### Document section
The Johnson complaint was filed on November 23, 2004 and alleged that all Big Lots ASMs worked in excess of forty hours per week and were denied overtime compensation as a result of being misclassified as "exempt" employees under the FLSA. The Johnson plaintiffs alleged that "although their formal job descriptions include managerial responsibilities, their actual managerial duties were de minimis and did not meet the criteria for exempt executive employees." Id. at 569. Similarly, Plaintiff here contends that Big Lots improperly classified ASMs as "executive employees" who were exempt from the overtime provisions of the FLSA, even though such employees did not possess the authority to carry out managerial functions and spent in excess of 90 percent of their time performing non-exempt work. The Johnson court conditionally certified the case as a nationwide collective action on July 5, 2005. Id. On June 1, 2007, after two years of discovery, Big Lots moved to decertify the conditional class. Id. The court denied Big Lots' motion to decertify and additional discovery was taken in preparation for trial. Id.

The Johnson litigation proceeded to trial, and at the close of the live portion of trial, Big Lots moved for judgment as a matter of law, or in the alternative, for the court to decertify the matter as a collective action. The trial consisted of 62 hours where each party represented its respective claims and defenses. Johnson, 561 F.Supp.2d at 570. Following the defendant's motion, the court faced the "vexing question of whether the opt-in-plaintiffs are sufficiently similar such that adjudication of their claims based on representative proof may be done in a manner that respects the rights of both parties." Id. at 571. The Johnson court found that the opt-in plaintiffs were not, and therefore decertified the action.

### Exercise goal
Answer these questions about the Johnson case passage:
1. On what date was the Johnson complaint filed?
2. On what date did Big Lots move to decertify the conditional class?
3. How many hours did the trial last?

Entries for bounding box labeling

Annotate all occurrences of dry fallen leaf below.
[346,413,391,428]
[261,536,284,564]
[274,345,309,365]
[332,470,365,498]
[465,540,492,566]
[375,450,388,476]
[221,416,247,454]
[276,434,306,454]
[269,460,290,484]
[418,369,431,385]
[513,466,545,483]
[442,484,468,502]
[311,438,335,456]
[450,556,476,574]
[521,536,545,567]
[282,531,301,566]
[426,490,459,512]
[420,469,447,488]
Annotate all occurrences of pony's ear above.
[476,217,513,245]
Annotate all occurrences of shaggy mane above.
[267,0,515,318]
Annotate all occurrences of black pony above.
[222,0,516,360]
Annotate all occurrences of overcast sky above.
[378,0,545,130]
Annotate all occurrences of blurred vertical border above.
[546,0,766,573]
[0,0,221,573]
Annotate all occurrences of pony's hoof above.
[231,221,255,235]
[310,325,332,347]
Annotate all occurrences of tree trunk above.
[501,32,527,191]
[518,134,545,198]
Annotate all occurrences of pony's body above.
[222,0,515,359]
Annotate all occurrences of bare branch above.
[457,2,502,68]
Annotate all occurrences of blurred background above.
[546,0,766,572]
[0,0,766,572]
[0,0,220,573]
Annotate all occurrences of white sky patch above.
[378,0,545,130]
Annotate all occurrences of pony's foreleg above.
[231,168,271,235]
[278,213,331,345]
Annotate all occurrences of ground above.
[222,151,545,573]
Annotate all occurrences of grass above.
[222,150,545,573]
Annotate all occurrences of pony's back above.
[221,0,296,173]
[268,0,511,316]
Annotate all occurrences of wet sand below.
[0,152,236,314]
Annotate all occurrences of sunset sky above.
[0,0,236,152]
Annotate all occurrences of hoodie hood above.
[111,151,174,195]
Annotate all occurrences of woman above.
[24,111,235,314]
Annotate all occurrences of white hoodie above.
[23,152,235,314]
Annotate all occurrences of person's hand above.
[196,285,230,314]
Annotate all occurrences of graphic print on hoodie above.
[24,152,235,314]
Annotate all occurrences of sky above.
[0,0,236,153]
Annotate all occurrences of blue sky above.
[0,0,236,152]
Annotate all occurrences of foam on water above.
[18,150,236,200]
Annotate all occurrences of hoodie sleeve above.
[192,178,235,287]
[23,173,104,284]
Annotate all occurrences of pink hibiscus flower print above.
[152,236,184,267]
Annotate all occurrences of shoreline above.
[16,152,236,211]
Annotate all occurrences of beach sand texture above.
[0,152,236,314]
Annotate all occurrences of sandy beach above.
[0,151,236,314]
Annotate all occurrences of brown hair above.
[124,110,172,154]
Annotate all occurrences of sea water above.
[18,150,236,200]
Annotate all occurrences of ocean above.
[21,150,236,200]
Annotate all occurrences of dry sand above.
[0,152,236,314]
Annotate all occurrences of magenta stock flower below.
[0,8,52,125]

### The result
1. November 23, 2004
2. June 1, 2007
3. 62 hours